If you found yourself in the Orange Bowl on November 12 of that year, you witnessed one of the great title fights in boxing history. Aaron Pryor, Alexis Arguello, and 30,000 or so of the Nicaraguan’s closest friends flowed into the football stadium for The Battle of the Champions, in the conversation for the best megafight of a decade bursting with them.

Pryor came out unleashing bombs from the bell, dipping down and rising to throw haymakers. He combined two favorites of fans, volume and power, to win rounds and much of the crowd. Arguello enjoyed limited success boxing at a distance, dodging blows, and countering when the fight moved into a phone booth in rounds two and three. In the third, he briefly knocked Pryor through the ropes, which brought a showman’s shimmy in response, and caught the Hawk off balance after the Cincinnatian fired a characteristically looping shot. But Pryor fought his fight effectively, and frenetically, in the bout’s first half.

Arguello, utilizing a jab and straight punches but stalking in an almost flat-footed manner, looked like a textbook boxer from the waist up; Pryor, utilizing footwork but relying on uppercuts and looping punches, boxed from the waist down as he brawled from the waist up. This played to Arguello’s advantage in the second half of the match. He rocked the slowed and occasionally out of position WBA super lightweight champion with an uppercut in the tenth and scored a series of sensational straight rights in the eleventh. By the thirteenth, when Arguello snapped the Ohioan’s head back, HBO’s Barry Thompkins noted: “I believe a little bit of the starch has gone out of Aaron Pryor’s legs.”

◆ Supplied data ◆
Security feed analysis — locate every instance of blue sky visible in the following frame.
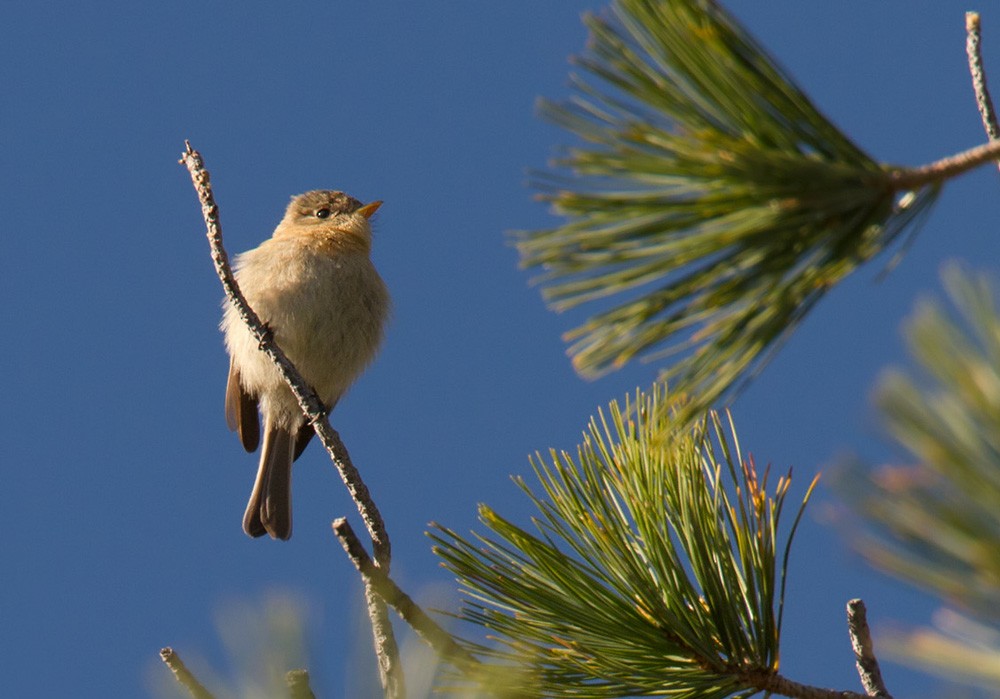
[0,0,1000,697]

◆ Exercises to complete ◆
**1)** Reproduce part of the passage on the Pryor–Arguello fight word for word, beginning at the words "Pryor came out" and stopping after "bout’s first half.".
**2)** Decide whether each statement agrees with the passage on the Pryor–Arguello fight, answering yes or no and quoting the words that settle it. (a) The fight took place in the Orange Bowl on November 12. (b) In the third round, Arguello briefly knocked Pryor through the ropes. (c) Arguello rocked Pryor with an uppercut in the eleventh round.

◆ Task responses ◆
**1)**
Pryor came out unleashing bombs from the bell, dipping down and rising to throw haymakers. He combined two favorites of fans, volume and power, to win rounds and much of the crowd. Arguello enjoyed limited success boxing at a distance, dodging blows, and countering when the fight moved into a phone booth in rounds two and three. In the third, he briefly knocked Pryor through the ropes, which brought a showman’s shimmy in response, and caught the Hawk off balance after the Cincinnatian fired a characteristically looping shot. But Pryor fought his fight effectively, and frenetically, in the bout’s first half.

**2)**
(a) Yes: "If you found yourself in the Orange Bowl on November 12 of that year, you witnessed one of the great title fights in boxing history."
(b) Yes: "In the third, he briefly knocked Pryor through the ropes"
(c) No: "He rocked the slowed and occasionally out of position WBA super lightweight champion with an uppercut in the tenth and scored a series of sensational straight rights in the eleventh."